Your instructions: From the passage about the 1989 East German refugee crisis in Hungary, reproduce word for word the stretch that opens with "Under East German" and stops after "their own people.".

No one of us forecast it that during the summer [of 1989] we will have another hot potato in our hands, namely the German refugee problem. I got the first news that, interestingly, after the 2–3 weeks long holiday, some of the GDR citizens decided to stay, and it was clear to me, that this is now very, very serious. In Budapest, around the Lake Balaton, all the camping sites were fully, fully packed, even along the road, without any facilities around them, of course. End of September, and the cold weather arrives, we did not have facilities to provide, these people will die here, frozen, during the winter. So, why didn't I just send them home? For years we were obliged to pick up East Germans and send them [home] on special airplanes, organised by the infamous Stasi, to take them home, in many cases to prison or serious harassment. We couldn't keep doing that, certainly not with 100,000 people. We had to find a clear solution. We could not keep them here, and we could not send them back. The only remaining option was the unthinkable: to somehow send them to the west, but this was bound to provoke not only Honecker and his regime in East Germany, but also the hard-liners in Moscow, so what to do, what to do?

Under East German law, citizens were required to request permission to travel to the West; they saw the picnic as an opportunity to act. The destiny of these approximately 100,000 people was the top news story in prime-time news broadcasts for several months, showing Europe the urgent need to find a suitable way out. The East German rulers, planning to celebrate the 40th birthday of East Germany on 7 October 1989, were keen to hide the problems and were silent about the mass exodus of their own people.

In a re-enacted scene in Anders Østergaard [da]'s documentary 1989 [da], Prime Minister Németh tells an aide, "Gyuri, I think this could actually be a very good thing. I think it would be good if some of the East Germans used this opportunity and fled." "Fled?" "Yes. And we would not interfere with it." "I see." Németh explained in the documentary:[23]

This was really a great opportunity to us to assess the Russians' reactions, to test the tolerance of the Soviet Union. So we sent out an order to the border troops: "Please instruct your guards, if you see any East Germans on the border, let them pass. Do not intervene."

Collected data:
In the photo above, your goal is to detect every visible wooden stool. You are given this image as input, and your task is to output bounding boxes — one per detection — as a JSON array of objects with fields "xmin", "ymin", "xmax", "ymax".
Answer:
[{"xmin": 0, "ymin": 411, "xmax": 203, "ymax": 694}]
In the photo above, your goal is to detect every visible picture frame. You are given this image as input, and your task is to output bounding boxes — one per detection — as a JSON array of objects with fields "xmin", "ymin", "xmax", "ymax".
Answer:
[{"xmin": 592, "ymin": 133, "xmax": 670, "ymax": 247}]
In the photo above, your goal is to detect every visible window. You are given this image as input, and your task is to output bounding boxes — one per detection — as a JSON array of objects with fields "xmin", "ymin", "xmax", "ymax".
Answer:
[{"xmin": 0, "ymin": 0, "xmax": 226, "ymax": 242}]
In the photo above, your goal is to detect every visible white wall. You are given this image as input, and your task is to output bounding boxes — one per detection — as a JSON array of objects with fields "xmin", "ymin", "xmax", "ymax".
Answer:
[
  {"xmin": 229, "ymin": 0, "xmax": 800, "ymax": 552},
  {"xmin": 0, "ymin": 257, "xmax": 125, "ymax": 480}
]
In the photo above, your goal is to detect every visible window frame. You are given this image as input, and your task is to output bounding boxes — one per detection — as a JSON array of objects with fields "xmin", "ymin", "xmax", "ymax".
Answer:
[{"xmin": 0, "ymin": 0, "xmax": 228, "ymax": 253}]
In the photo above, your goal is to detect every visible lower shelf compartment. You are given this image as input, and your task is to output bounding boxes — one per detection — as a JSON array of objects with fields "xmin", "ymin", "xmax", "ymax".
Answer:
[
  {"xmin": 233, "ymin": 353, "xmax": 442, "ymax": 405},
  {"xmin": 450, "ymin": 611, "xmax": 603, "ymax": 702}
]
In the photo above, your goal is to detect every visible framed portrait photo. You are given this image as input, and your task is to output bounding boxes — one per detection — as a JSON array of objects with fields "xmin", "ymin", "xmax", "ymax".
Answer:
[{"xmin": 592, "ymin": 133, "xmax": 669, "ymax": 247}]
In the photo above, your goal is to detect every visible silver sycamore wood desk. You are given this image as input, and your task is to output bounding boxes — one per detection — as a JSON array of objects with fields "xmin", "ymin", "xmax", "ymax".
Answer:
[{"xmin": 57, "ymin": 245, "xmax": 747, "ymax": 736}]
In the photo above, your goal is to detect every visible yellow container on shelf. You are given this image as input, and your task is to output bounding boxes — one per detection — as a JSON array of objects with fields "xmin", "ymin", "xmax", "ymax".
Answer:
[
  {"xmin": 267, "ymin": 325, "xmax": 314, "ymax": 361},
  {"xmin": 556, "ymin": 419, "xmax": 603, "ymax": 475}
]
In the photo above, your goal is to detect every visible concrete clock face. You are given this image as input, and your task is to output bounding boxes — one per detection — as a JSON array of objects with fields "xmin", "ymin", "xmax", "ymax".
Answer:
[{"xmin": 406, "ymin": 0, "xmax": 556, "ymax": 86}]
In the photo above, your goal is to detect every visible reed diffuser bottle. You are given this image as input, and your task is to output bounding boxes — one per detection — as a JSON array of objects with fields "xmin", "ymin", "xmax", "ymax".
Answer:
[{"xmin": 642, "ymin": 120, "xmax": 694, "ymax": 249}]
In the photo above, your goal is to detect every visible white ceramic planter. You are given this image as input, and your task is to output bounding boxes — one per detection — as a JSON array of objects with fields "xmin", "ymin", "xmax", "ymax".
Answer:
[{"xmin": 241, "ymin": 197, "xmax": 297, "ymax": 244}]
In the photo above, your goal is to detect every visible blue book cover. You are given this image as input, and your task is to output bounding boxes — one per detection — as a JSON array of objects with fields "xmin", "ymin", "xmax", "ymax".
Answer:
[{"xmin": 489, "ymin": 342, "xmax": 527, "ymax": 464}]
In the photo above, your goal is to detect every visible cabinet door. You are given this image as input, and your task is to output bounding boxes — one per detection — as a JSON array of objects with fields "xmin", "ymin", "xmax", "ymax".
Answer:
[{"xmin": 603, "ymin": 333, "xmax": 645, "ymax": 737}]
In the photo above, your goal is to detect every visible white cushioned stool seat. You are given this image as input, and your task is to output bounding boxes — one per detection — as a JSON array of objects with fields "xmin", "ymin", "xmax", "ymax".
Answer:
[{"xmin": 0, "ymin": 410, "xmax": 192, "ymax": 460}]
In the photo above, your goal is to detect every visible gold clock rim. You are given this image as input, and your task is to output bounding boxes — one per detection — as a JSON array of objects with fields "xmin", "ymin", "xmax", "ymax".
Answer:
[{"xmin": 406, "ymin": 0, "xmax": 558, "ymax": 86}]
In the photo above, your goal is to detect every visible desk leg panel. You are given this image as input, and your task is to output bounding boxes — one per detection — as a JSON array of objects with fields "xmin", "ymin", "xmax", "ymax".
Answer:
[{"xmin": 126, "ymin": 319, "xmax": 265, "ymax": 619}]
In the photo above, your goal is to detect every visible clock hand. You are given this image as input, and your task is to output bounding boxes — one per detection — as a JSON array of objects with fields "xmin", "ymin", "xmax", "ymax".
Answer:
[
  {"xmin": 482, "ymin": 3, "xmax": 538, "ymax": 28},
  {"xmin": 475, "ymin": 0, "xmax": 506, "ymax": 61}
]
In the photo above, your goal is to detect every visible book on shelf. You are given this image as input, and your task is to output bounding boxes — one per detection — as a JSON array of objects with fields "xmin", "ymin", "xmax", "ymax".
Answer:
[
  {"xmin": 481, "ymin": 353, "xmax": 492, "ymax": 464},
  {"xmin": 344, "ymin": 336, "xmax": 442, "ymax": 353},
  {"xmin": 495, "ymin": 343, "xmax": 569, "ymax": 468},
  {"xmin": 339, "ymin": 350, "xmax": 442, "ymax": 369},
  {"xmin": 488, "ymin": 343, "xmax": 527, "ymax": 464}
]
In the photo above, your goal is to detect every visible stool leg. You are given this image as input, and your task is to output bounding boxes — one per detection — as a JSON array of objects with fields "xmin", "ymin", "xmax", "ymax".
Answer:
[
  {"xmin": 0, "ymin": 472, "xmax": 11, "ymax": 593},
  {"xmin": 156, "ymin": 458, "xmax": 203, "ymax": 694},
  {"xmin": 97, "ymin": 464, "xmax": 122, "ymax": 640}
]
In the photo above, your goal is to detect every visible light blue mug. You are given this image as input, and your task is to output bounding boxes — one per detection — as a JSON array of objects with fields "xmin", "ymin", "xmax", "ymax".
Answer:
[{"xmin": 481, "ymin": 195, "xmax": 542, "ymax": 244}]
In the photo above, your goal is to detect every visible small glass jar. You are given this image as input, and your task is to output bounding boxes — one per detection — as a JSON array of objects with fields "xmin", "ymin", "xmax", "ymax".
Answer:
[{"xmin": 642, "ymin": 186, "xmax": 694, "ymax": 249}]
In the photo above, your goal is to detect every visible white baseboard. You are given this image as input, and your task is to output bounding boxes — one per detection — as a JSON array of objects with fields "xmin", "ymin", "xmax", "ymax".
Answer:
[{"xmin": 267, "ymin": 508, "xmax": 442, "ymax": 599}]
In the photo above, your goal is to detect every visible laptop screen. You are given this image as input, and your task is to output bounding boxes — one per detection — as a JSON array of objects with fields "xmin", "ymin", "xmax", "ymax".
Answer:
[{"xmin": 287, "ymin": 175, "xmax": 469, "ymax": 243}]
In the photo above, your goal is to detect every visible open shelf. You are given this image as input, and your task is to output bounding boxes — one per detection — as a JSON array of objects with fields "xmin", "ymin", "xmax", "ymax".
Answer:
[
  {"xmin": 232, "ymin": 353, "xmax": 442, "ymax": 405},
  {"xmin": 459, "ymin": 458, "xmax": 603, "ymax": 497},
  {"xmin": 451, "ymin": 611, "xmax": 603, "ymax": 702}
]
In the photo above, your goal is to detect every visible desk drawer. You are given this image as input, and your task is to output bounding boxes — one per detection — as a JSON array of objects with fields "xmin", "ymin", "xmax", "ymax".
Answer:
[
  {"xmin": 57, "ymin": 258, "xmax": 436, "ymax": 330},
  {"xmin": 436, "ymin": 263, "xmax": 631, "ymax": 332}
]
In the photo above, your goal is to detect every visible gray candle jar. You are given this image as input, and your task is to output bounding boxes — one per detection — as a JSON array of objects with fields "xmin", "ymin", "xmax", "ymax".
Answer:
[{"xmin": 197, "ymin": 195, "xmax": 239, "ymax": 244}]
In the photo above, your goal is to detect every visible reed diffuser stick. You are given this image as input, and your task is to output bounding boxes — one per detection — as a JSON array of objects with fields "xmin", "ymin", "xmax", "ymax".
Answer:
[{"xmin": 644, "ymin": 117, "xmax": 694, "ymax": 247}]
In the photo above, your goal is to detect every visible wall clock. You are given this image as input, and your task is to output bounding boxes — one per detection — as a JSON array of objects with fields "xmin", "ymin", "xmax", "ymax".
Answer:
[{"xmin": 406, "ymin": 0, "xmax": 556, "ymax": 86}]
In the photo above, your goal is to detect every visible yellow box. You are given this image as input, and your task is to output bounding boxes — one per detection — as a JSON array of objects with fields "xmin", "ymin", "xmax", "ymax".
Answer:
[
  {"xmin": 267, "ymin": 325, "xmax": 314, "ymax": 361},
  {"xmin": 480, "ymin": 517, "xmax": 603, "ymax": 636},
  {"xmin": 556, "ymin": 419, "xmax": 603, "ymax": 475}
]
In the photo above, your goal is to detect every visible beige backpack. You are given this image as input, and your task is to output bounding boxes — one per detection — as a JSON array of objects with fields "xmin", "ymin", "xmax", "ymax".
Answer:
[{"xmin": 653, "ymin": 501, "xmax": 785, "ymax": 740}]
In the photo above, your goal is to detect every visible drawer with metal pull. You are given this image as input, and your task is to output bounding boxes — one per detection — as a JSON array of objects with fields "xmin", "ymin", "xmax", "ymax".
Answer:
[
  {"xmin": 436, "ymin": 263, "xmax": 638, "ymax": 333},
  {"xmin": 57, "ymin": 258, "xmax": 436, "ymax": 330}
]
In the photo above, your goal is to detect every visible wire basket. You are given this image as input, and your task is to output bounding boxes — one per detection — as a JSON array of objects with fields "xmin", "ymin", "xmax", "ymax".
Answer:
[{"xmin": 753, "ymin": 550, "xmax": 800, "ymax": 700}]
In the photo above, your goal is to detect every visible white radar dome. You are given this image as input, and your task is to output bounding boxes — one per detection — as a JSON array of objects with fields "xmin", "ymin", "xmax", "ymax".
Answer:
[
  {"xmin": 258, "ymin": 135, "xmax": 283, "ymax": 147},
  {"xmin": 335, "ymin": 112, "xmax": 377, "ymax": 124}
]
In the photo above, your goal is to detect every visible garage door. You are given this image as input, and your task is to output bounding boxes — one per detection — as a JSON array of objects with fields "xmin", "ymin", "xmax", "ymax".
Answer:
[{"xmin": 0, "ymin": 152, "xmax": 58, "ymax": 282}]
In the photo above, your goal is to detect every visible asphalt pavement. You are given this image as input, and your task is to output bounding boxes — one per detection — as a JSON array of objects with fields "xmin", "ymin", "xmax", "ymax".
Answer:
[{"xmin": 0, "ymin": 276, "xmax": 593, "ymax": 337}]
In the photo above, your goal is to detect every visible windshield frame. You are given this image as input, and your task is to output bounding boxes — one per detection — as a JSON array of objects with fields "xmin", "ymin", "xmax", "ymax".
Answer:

Answer:
Under East German law, citizens were required to request permission to travel to the West; they saw the picnic as an opportunity to act. The destiny of these approximately 100,000 people was the top news story in prime-time news broadcasts for several months, showing Europe the urgent need to find a suitable way out. The East German rulers, planning to celebrate the 40th birthday of East Germany on 7 October 1989, were keen to hide the problems and were silent about the mass exodus of their own people.